## WRITTEN TASK A
Rewrite the paragraph of the interview excerpt about Demon Spore that begins "And I think that aspect of the programming" more briefly, keeping its main facts.

## TEXT PROVIDED

--- BEGIN ---

And I think that aspect of the programming, trying to make really emergent systems, that is something that I've definitely, really brought forward onto Demon Spore. These are the kinds of games I'm interested in. I absolutely love it when I'm working on a game and maybe I've been working on it for a while and suddenly I see something that I've never seen before which I didn't specifically program. That’s just such a satisfying feeling. 

Matthew Rorie: So speaking of, Demon Spore is coming out next year. The story revolves around your character developing a kind of a cure for world hunger, and then things go very wrong and a tentacle monster is created. I know you've mentioned 80s horror movies, as kind of an inspiration for it, especially The Thing. Was there any other film in particular that really influenced you?

--- END ---

## RECORD EXCERPTS
--- BEGIN ---

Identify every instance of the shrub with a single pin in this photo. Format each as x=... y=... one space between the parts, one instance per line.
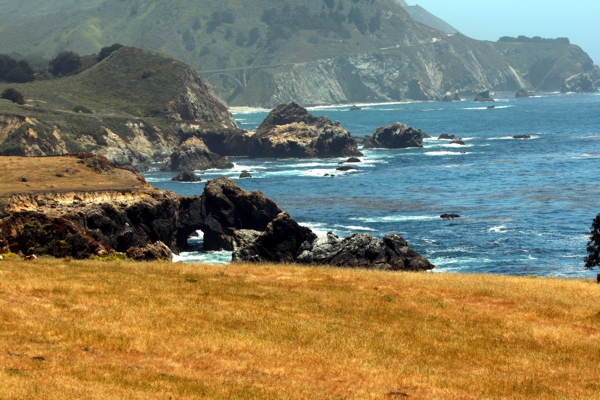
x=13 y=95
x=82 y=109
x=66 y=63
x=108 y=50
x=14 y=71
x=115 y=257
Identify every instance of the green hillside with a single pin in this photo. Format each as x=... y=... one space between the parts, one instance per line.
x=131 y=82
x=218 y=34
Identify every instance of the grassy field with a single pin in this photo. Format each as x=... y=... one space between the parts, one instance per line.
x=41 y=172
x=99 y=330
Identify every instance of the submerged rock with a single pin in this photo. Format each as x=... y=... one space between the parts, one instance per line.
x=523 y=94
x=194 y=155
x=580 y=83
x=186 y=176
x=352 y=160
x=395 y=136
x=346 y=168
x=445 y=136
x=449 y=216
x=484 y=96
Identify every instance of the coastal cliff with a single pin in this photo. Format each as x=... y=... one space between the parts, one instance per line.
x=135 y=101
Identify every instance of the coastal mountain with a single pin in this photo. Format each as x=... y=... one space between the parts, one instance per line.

--- END ---

## WRITTEN TASK B
Edit the listing from its start through the line that contains "x=135 y=101", inclusive, replacing "single pin" with "single point" and leaving everything else unchanged. Leave the pictures out of your answer.

## COMPLETE RESPONSE A
I've carried the programming goal of building truly emergent systems into Demon Spore, since those are the games that interest me. After working on a game for a while, I love suddenly seeing something new that I never specifically programmed. It's a deeply satisfying feeling.

## COMPLETE RESPONSE B
Identify every instance of the shrub with a single point in this photo. Format each as x=... y=... one space between the parts, one instance per line.
x=13 y=95
x=82 y=109
x=66 y=63
x=108 y=50
x=14 y=71
x=115 y=257
Identify every instance of the green hillside with a single point in this photo. Format each as x=... y=... one space between the parts, one instance per line.
x=131 y=82
x=218 y=34
Identify every instance of the grassy field with a single point in this photo. Format each as x=... y=... one space between the parts, one instance per line.
x=41 y=172
x=99 y=330
Identify every instance of the submerged rock with a single point in this photo. Format each as x=... y=... one space between the parts, one instance per line.
x=523 y=94
x=194 y=155
x=580 y=83
x=186 y=176
x=352 y=160
x=395 y=136
x=346 y=168
x=445 y=136
x=449 y=216
x=484 y=96
Identify every instance of the coastal cliff with a single point in this photo. Format each as x=... y=... one space between the parts, one instance per line.
x=135 y=101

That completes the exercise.